**Document extract**:

Taiwan’s top life insurers may have recorded higher profits in just seven months this year than they did in all of 2018 and 2019, but analysts are sceptical whether this can continue given the increasingly unstable global markets.

The island’s six largest life insurance companies earned a combined profit of NT$126.7 billion (US$4.3 billion) between January and July 2020, a 26.57% increase from NT$100.1 billion in 2019, and 41.88% from NT$89.3 billion in 2018, according to a report in Taiwan’s Commercial Times on August 12.

In July alone, it says the six largest firms – Cathay Life Insurance, Fubon Life Insurance, Taiwan Life Insurance, Nan Shan Life Insurance, Skin Kong Life Insurance, and China Life Insurance – posted a record monthly combined profit of NT$40.3 billion.

The jump in profits was mainly due to growth of their core insurance businesses and investment returns, according to Jenny Chen, an insurance industry analyst at the Taiwan Institute of Economic Research.

**Excerpted records**:
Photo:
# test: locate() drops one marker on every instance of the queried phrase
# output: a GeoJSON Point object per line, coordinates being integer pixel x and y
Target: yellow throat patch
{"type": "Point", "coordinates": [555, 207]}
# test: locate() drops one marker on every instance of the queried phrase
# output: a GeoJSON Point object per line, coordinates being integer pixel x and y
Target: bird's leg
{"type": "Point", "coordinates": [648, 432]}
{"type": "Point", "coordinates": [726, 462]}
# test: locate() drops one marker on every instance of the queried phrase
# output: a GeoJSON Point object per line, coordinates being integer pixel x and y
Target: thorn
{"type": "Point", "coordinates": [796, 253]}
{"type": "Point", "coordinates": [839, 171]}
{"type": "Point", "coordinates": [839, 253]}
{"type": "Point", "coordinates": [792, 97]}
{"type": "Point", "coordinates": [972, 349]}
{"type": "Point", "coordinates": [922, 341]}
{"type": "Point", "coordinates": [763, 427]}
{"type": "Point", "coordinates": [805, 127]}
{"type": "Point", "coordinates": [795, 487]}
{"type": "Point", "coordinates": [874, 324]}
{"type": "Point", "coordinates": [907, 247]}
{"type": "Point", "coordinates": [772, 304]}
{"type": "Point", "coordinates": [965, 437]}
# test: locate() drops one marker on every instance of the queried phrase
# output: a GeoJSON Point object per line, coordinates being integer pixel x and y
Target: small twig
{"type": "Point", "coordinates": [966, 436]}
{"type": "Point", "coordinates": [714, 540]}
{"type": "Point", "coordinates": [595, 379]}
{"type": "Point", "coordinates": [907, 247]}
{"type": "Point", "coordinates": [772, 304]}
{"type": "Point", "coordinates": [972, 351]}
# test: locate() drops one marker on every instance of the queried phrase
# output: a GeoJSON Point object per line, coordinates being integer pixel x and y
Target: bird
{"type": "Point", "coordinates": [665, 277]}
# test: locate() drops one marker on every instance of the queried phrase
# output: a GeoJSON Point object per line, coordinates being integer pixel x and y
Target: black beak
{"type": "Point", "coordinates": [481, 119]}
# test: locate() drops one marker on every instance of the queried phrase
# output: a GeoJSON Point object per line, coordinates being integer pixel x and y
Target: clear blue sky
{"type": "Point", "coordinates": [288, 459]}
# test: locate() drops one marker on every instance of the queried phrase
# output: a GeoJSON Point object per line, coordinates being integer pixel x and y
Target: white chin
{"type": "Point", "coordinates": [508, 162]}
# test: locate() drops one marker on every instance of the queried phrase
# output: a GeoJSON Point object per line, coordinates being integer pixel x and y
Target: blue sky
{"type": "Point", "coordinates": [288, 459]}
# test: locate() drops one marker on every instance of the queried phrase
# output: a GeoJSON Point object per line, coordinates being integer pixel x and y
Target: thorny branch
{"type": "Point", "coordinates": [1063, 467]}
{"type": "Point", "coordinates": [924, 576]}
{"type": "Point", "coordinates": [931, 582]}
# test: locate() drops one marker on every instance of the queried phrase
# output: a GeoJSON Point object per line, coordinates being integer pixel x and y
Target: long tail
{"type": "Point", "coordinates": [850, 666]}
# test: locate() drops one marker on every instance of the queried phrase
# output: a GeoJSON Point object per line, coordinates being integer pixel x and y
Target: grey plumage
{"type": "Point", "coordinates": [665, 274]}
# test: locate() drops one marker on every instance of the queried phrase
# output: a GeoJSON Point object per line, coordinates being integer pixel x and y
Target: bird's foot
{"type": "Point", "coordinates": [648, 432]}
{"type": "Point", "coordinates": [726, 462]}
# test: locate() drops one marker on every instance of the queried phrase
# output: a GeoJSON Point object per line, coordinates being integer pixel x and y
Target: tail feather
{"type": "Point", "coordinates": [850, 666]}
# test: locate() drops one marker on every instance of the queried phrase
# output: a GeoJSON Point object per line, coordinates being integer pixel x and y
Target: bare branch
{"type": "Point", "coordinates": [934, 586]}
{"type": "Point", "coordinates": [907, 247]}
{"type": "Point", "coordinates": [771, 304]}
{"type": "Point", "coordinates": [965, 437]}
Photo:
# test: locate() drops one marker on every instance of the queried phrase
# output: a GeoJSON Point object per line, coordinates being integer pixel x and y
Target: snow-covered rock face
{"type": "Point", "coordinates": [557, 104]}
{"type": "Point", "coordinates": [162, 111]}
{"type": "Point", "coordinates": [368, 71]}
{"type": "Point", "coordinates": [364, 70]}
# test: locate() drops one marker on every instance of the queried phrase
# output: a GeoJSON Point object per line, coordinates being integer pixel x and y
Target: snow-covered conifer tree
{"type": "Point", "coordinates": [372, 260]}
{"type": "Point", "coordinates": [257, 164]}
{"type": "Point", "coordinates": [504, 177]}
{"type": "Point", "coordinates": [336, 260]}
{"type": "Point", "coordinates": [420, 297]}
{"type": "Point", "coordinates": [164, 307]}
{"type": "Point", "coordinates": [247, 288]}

**Required work**: In two sentences, summarize the article on the profits of Taiwan's life insurers.

**Task answer**: Taiwan's six largest life insurers earned a combined NT$126.7 billion from January to July 2020, possibly more than in all of 2018 and 2019, and posted a record monthly combined profit of NT$40.3 billion in July. An industry analyst credited the jump mainly to growth in core insurance businesses and investment returns, though analysts are skeptical it can continue amid increasingly unstable global markets.